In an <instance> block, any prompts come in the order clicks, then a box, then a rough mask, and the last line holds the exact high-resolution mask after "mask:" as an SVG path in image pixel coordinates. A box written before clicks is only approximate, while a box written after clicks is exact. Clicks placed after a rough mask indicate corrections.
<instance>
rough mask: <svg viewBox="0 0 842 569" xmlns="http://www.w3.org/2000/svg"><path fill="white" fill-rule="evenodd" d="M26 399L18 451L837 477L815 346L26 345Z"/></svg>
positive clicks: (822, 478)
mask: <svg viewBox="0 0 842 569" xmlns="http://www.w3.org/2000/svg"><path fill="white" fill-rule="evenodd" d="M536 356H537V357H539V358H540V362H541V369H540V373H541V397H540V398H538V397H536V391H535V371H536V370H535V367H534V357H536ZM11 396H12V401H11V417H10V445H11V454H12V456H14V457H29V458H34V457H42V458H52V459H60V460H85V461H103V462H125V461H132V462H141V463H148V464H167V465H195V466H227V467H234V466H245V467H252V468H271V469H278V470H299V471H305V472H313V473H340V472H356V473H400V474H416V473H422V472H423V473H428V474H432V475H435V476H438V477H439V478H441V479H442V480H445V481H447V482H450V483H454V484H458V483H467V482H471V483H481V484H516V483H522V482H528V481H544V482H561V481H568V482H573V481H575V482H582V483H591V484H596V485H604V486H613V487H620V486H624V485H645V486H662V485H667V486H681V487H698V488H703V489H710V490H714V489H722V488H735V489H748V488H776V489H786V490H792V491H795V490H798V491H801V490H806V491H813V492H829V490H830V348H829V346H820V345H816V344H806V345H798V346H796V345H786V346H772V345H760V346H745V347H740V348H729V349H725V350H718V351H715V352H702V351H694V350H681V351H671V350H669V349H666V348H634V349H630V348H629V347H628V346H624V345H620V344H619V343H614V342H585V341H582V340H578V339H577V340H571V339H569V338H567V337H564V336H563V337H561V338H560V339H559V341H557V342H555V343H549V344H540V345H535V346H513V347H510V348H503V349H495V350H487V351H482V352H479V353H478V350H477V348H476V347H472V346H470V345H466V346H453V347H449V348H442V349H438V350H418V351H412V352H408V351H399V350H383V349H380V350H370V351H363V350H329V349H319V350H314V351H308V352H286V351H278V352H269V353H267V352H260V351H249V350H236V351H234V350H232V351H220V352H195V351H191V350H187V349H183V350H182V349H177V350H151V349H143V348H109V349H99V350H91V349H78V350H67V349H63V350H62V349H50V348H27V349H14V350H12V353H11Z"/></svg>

**Directions for this task**
Reproduce all of the data above verbatim, line for line.

**Result below**
In an <instance> block, any prompts come in the order clicks, then a box, then a rough mask, and the last line holds the exact high-resolution mask after "mask:" as an SVG path in image pixel coordinates. A box written before clicks is only approximate, while a box written after clicks is exact. Clicks placed after a rough mask indicate corrections.
<instance>
rough mask: <svg viewBox="0 0 842 569" xmlns="http://www.w3.org/2000/svg"><path fill="white" fill-rule="evenodd" d="M26 399L18 451L837 477L815 346L26 345Z"/></svg>
positive clicks: (822, 478)
mask: <svg viewBox="0 0 842 569" xmlns="http://www.w3.org/2000/svg"><path fill="white" fill-rule="evenodd" d="M536 356H537V357H539V358H540V362H541V369H540V373H541V397H540V398H538V397H536V391H535V371H536V370H535V367H534V357H536ZM11 396H12V401H11V417H10V445H11V454H12V456H14V457H29V458H34V457H42V458H52V459H60V460H85V461H103V462H125V461H132V462H141V463H148V464H167V465H195V466H227V467H234V466H245V467H252V468H271V469H278V470H299V471H305V472H313V473H340V472H356V473H400V474H416V473H422V472H423V473H428V474H432V475H435V476H438V477H439V478H441V479H442V480H445V481H447V482H450V483H454V484H458V483H467V482H471V483H481V484H516V483H522V482H528V481H544V482H561V481H568V482H573V481H575V482H582V483H591V484H596V485H604V486H613V487H620V486H624V485H645V486H662V485H667V486H681V487H698V488H703V489H710V490H714V489H722V488H735V489H748V488H776V489H786V490H792V491H795V490H798V491H801V490H806V491H813V492H829V490H830V348H829V346H820V345H816V344H806V345H798V346H796V345H786V346H772V345H760V346H745V347H740V348H729V349H725V350H718V351H715V352H702V351H694V350H681V351H671V350H669V349H666V348H634V349H630V348H629V347H628V346H624V345H620V344H619V343H614V342H585V341H582V340H578V339H577V340H571V339H569V338H567V337H564V336H563V337H561V338H560V339H559V341H557V342H555V343H549V344H540V345H535V346H513V347H510V348H503V349H495V350H487V351H482V352H479V353H478V350H477V348H476V347H472V346H470V345H466V346H453V347H449V348H442V349H438V350H418V351H412V352H408V351H399V350H383V349H380V350H370V351H363V350H329V349H319V350H314V351H308V352H286V351H278V352H269V353H267V352H260V351H249V350H236V351H234V350H232V351H220V352H195V351H191V350H187V349H183V350H182V349H177V350H151V349H143V348H109V349H99V350H91V349H78V350H67V349H63V350H62V349H50V348H27V349H14V350H12V353H11Z"/></svg>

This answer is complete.